Return all lines below containing the word "trunk".

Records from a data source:
────────────────────────────────────────

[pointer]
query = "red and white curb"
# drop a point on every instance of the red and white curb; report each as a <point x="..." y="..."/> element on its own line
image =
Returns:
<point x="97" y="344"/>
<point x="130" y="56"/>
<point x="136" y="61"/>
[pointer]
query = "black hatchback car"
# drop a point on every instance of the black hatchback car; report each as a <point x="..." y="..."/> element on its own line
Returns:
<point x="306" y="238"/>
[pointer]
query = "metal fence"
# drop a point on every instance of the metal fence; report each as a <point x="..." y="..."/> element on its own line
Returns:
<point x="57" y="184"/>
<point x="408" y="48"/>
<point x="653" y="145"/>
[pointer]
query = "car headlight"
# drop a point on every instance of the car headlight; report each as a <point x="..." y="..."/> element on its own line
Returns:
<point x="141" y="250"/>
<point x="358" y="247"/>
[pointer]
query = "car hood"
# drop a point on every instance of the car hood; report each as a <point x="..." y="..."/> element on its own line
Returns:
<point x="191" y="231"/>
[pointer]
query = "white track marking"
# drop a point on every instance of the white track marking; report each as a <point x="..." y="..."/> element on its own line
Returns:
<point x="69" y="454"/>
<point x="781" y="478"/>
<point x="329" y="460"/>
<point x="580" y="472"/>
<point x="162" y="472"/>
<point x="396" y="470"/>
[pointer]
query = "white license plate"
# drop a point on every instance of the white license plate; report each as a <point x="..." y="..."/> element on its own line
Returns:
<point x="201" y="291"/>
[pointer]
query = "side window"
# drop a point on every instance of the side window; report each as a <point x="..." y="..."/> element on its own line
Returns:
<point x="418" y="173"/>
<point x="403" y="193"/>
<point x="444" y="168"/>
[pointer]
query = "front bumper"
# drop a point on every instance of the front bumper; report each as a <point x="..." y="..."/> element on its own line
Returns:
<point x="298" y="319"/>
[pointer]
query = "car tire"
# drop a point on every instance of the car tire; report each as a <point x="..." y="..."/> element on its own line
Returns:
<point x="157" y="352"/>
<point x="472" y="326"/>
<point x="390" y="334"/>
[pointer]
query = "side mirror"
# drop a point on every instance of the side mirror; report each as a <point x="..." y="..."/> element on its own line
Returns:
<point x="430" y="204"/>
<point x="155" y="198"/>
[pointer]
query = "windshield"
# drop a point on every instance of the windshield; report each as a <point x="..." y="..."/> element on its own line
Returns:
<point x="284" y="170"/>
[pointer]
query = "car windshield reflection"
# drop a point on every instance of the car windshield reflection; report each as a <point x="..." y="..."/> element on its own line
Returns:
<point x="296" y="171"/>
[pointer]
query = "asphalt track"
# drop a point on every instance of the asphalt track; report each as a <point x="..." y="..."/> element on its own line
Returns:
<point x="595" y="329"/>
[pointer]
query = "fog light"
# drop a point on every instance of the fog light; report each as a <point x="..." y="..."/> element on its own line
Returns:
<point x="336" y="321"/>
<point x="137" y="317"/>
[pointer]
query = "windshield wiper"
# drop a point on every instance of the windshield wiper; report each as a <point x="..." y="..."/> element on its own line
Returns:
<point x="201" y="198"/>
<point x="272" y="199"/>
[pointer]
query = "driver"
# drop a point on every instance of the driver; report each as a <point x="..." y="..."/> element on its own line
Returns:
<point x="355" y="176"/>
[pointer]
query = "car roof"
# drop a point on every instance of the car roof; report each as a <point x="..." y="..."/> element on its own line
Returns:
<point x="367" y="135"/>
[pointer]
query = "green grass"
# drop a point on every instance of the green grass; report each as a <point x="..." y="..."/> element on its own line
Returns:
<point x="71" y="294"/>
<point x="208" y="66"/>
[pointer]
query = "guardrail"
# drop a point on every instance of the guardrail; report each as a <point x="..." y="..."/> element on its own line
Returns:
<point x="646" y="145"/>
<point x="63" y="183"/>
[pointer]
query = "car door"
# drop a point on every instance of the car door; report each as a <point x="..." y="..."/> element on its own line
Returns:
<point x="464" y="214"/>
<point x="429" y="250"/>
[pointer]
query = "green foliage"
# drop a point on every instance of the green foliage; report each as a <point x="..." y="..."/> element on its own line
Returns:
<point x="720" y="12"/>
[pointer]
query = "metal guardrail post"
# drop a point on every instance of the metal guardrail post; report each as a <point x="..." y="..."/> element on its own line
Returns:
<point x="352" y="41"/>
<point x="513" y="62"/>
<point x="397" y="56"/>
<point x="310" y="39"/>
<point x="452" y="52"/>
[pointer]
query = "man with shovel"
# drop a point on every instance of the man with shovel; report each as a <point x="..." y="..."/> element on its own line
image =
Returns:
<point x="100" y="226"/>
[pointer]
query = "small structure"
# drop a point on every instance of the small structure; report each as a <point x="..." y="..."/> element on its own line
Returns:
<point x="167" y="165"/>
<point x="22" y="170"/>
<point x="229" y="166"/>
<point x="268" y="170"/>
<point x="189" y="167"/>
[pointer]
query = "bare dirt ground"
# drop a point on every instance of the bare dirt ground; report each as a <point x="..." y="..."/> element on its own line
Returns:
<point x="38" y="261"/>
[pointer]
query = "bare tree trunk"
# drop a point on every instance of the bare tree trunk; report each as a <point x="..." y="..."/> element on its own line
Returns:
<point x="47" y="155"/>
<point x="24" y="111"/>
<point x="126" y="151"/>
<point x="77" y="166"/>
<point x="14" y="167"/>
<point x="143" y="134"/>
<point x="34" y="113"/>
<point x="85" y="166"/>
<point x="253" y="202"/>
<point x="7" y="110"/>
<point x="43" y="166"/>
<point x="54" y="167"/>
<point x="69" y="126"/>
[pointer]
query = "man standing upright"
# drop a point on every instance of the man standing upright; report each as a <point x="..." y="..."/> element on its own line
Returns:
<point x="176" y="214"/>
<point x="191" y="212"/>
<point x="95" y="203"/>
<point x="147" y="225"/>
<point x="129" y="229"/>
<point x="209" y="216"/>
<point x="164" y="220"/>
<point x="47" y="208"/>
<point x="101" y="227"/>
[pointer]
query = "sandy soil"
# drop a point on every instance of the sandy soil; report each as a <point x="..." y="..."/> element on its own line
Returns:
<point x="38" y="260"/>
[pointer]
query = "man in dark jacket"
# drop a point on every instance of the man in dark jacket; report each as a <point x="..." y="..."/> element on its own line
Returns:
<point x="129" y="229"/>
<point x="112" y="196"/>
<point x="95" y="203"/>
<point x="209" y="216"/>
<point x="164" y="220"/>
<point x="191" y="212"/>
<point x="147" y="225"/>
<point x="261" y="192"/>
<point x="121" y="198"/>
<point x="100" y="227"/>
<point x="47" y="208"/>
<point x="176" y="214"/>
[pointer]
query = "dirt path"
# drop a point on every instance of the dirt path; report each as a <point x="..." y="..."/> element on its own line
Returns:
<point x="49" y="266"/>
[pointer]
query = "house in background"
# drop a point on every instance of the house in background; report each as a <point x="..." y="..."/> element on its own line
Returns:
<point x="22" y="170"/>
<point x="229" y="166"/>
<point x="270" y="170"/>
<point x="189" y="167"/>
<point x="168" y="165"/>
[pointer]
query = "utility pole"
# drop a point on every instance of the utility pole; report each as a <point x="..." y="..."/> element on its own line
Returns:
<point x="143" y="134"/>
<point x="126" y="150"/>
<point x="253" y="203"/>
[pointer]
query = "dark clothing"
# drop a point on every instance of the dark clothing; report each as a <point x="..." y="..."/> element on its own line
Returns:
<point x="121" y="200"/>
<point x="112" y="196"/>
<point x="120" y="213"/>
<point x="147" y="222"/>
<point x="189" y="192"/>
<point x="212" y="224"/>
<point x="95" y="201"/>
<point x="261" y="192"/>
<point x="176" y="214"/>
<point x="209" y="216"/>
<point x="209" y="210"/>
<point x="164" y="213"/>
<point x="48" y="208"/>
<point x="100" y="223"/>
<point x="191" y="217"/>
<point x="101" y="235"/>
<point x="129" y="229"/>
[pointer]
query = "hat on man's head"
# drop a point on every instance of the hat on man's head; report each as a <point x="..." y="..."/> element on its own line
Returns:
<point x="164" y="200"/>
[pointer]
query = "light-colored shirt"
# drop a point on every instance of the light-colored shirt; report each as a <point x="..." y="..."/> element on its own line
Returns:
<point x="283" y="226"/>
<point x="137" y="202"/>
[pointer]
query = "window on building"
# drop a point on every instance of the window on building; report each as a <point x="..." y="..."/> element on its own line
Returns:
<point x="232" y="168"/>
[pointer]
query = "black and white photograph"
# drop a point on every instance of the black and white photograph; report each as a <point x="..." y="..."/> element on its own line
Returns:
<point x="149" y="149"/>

────────────────────────────────────────

ANSWER SECTION
query = "bare tree trunk"
# drop a point on every instance of the bare tree trunk; report each as a <point x="..." y="..."/> element on its own line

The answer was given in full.